# Objective
Show every line of the rows below that contains the word "stone", treating uppercase and lowercase letters as distinct.

(Pointing entries for named objects)
★ ★ ★ ★ ★

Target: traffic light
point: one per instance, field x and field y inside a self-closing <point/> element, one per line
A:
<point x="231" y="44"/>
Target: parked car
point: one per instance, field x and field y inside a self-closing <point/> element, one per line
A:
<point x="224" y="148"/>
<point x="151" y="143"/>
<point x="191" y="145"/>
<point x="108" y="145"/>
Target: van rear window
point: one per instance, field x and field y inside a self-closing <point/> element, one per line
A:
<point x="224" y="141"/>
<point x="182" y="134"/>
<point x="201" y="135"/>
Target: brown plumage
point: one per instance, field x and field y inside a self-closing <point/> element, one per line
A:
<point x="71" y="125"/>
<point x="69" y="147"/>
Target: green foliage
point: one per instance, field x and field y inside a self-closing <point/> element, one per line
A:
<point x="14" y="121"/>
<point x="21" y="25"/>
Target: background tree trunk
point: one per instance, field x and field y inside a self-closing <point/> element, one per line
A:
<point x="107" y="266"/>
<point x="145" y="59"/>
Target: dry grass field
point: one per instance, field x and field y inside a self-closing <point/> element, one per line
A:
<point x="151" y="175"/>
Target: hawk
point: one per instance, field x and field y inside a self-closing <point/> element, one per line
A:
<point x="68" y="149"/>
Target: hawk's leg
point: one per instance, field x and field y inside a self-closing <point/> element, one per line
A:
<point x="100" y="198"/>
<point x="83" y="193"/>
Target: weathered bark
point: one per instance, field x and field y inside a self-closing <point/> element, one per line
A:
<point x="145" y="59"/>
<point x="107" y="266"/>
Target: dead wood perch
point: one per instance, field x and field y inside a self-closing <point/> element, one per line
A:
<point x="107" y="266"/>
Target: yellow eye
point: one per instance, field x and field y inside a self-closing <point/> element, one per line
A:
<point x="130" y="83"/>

★ ★ ★ ★ ★

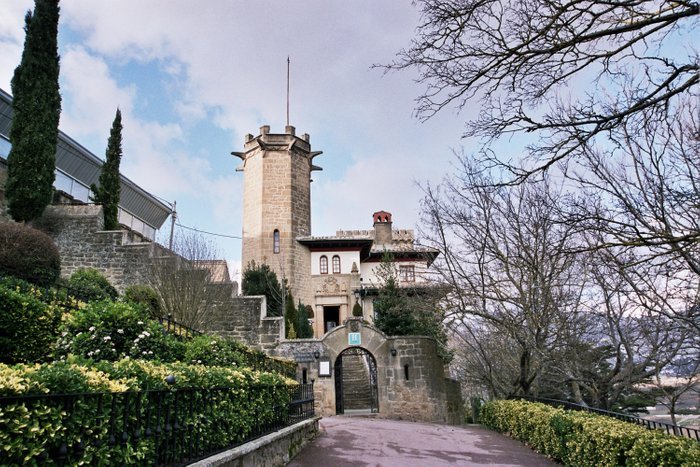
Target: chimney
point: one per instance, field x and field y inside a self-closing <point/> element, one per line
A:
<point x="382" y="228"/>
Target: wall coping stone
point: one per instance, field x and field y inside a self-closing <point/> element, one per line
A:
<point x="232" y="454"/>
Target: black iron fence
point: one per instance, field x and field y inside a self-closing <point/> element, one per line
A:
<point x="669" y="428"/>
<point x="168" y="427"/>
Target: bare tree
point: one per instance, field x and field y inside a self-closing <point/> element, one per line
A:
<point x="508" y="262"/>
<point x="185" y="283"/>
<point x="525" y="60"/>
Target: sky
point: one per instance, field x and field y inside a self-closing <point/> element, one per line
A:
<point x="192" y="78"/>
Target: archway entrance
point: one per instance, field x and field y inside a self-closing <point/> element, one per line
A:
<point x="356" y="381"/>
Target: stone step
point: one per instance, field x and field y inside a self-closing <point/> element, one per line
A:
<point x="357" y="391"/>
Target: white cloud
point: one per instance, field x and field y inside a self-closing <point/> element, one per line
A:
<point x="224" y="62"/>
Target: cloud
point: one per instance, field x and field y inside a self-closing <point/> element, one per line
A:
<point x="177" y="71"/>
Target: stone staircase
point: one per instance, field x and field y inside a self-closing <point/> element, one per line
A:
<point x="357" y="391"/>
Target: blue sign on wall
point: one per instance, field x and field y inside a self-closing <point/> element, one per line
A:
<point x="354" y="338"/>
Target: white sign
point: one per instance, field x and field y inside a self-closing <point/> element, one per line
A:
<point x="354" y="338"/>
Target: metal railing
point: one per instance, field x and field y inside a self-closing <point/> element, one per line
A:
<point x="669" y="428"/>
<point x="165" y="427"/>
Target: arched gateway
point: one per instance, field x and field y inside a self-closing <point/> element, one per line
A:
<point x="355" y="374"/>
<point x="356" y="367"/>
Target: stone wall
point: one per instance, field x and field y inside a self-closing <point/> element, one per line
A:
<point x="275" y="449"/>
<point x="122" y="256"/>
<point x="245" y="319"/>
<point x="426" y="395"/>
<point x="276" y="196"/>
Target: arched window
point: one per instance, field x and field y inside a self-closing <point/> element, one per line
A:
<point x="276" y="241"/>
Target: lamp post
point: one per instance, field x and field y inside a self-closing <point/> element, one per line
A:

★ ★ ★ ★ ★

# Response to the exercise
Target: wall coping stone
Target: stone step
Target: stone staircase
Target: stone wall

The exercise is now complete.